Object detection data
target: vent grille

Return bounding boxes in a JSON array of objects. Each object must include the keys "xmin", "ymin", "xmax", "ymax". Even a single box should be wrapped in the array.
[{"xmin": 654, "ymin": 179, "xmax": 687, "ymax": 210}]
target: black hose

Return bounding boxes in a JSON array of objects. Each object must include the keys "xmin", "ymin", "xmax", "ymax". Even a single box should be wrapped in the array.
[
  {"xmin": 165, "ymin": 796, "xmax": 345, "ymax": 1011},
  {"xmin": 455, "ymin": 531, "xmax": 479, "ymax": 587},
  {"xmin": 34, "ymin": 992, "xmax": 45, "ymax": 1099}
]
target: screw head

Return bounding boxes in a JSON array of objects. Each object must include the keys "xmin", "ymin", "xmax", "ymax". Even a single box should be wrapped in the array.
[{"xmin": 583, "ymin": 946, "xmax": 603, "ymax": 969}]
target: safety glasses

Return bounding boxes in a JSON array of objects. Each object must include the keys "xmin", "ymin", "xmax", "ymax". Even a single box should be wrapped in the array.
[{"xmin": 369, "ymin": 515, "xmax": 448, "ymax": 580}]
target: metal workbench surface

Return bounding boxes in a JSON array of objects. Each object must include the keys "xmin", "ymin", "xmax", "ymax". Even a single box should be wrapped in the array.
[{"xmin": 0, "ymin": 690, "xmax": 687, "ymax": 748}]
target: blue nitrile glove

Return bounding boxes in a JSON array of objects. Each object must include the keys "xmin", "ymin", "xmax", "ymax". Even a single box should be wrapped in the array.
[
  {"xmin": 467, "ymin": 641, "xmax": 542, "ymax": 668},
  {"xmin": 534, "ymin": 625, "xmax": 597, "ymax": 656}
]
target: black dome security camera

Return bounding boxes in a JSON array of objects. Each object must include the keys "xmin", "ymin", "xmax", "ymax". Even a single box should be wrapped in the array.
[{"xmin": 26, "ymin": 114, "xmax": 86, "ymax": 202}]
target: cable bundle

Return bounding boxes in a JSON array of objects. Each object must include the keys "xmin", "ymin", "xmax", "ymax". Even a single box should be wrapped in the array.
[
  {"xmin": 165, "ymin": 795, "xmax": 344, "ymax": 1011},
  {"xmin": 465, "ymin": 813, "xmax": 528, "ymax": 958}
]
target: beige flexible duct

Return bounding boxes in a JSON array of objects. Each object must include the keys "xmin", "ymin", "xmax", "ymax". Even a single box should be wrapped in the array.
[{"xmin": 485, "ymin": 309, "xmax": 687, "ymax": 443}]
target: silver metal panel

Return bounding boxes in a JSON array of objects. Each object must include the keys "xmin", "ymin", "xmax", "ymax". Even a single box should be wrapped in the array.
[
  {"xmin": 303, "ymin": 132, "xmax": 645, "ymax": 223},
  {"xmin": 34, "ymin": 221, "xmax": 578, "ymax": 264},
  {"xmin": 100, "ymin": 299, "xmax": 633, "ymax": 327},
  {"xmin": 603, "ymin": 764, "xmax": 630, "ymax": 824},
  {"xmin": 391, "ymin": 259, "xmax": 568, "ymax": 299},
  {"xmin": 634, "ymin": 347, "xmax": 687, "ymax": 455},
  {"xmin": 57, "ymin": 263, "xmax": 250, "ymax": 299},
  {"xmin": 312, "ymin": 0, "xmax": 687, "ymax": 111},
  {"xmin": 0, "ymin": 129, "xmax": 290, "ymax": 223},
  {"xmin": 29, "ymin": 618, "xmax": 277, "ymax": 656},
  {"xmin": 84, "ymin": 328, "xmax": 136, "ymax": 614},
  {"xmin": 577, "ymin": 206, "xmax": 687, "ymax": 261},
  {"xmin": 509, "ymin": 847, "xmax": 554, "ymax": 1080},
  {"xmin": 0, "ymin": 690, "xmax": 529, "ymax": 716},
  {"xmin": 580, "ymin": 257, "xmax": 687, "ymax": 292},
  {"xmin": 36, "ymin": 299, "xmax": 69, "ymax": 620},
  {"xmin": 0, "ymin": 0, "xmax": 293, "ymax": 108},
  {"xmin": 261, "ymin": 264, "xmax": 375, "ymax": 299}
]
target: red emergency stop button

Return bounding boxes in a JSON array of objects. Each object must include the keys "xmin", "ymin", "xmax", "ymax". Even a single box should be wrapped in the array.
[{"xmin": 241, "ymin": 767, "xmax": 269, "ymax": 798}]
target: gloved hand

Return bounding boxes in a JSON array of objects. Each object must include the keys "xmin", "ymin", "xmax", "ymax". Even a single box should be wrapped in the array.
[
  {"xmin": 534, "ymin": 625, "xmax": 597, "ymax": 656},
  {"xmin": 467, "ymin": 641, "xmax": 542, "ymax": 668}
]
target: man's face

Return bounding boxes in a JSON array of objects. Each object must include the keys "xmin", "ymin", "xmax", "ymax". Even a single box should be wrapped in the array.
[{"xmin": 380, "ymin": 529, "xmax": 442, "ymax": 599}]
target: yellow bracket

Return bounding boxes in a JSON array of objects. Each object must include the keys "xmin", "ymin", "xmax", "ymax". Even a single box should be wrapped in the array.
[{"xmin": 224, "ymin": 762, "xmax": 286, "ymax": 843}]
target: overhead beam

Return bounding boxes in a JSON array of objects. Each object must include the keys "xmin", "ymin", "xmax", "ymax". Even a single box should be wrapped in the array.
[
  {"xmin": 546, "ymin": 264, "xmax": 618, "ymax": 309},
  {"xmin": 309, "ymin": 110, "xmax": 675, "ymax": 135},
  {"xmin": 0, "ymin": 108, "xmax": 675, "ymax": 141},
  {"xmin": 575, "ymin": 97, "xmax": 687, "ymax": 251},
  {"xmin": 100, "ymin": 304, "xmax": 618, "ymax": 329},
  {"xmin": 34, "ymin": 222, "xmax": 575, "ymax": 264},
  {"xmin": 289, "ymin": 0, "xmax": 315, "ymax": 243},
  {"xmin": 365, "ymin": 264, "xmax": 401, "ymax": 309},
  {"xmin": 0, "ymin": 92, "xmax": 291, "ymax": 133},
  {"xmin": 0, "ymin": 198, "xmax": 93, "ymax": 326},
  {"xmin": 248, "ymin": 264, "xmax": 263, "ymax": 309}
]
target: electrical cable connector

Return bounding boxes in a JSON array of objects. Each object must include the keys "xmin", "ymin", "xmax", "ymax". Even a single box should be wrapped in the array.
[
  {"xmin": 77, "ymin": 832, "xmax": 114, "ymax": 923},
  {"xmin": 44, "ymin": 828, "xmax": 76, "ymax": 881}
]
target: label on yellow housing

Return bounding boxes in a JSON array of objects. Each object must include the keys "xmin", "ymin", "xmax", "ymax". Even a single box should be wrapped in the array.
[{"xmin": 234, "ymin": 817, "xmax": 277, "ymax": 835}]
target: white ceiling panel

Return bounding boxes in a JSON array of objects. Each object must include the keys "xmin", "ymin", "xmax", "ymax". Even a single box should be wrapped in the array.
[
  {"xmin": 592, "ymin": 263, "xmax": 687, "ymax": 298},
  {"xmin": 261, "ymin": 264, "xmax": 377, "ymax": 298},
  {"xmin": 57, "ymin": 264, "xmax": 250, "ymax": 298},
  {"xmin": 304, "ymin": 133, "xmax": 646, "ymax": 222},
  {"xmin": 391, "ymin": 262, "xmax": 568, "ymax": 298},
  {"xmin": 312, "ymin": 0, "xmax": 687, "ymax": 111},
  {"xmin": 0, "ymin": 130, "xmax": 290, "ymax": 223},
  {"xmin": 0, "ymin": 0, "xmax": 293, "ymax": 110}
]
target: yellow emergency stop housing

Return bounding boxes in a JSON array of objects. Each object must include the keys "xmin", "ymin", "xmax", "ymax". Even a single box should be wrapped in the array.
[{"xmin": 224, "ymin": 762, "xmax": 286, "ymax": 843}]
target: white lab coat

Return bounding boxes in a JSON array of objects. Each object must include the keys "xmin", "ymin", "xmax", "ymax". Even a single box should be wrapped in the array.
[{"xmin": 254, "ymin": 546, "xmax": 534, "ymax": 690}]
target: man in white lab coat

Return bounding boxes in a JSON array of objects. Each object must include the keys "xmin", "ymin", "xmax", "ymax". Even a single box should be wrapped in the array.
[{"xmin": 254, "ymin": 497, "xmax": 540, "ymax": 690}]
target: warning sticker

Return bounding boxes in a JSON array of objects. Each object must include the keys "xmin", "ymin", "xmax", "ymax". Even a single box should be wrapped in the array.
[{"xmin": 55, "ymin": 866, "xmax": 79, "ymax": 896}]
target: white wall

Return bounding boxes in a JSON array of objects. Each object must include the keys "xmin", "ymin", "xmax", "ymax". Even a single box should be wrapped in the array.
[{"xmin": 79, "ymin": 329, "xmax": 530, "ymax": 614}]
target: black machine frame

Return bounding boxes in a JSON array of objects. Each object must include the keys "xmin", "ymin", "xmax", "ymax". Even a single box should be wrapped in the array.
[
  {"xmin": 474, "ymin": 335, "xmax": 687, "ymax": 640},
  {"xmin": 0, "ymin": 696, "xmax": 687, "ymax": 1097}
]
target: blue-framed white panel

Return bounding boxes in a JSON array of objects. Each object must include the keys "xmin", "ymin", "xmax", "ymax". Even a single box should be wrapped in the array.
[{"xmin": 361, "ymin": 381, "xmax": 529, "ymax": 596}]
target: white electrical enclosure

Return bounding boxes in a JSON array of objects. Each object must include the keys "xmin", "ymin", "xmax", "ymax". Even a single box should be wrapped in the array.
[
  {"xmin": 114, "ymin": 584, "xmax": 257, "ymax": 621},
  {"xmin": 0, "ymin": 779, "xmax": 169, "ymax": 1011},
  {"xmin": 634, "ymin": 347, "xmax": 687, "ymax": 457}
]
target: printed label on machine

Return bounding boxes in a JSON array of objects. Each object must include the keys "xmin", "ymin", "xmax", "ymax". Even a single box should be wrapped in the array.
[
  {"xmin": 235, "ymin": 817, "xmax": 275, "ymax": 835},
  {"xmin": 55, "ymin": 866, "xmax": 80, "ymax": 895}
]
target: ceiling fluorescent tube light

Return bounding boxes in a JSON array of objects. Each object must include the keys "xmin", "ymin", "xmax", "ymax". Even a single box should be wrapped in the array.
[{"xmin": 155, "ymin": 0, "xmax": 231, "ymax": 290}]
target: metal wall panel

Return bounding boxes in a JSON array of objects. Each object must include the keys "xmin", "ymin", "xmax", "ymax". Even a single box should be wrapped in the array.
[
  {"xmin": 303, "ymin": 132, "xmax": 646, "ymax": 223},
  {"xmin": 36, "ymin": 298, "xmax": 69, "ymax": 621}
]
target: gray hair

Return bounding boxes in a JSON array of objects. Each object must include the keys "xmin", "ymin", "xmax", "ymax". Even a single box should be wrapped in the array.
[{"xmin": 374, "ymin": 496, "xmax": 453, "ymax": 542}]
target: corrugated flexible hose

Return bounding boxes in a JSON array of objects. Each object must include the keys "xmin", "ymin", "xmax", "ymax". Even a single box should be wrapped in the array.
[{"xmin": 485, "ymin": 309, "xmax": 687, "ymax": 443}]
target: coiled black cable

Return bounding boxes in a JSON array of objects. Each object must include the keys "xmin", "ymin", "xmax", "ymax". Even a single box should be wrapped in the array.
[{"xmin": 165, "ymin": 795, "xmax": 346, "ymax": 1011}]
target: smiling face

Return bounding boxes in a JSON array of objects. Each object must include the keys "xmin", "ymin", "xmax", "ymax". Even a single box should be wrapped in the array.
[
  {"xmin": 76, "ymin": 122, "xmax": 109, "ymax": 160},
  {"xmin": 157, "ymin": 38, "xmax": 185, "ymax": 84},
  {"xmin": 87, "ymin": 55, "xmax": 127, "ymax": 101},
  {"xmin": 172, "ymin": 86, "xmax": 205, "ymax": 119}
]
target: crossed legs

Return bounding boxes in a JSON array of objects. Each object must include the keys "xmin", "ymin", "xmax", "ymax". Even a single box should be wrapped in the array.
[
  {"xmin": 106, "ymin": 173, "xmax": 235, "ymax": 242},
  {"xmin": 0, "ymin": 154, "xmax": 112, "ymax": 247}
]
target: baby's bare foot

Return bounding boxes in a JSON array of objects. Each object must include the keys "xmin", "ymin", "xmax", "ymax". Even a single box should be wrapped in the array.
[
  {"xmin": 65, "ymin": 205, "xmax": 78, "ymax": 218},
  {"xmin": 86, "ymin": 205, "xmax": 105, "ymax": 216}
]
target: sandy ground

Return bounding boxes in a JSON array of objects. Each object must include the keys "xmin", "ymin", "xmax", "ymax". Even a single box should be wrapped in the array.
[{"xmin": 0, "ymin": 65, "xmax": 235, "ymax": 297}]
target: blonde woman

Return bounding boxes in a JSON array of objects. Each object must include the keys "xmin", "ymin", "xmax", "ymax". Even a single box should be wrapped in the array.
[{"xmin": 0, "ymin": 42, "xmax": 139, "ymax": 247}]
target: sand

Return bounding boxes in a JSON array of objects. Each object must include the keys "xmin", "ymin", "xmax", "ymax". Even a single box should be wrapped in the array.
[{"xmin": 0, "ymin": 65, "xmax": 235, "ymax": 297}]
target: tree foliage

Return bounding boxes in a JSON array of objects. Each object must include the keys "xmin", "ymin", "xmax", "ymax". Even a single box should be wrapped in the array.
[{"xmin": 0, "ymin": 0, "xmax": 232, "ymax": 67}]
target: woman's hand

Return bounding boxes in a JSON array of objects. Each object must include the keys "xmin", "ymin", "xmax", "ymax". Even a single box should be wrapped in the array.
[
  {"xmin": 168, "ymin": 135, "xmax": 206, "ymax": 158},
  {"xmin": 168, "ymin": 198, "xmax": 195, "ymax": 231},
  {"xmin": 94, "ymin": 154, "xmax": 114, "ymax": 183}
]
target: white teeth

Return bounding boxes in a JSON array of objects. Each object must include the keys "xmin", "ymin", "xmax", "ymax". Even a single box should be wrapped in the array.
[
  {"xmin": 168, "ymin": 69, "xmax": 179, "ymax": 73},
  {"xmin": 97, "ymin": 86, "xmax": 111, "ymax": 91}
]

Objective: Could you repeat the records from the line with "target: white teeth" through the end of the records, swapping "bounding boxes" for "box coordinates" and keeping everything else the same?

Expected answer:
target: white teeth

Return box coordinates in a JSON array of objects. Each object must include the keys "xmin", "ymin", "xmax", "ymax". Even a single box should be wrapped in the array.
[
  {"xmin": 168, "ymin": 69, "xmax": 179, "ymax": 73},
  {"xmin": 97, "ymin": 86, "xmax": 111, "ymax": 91}
]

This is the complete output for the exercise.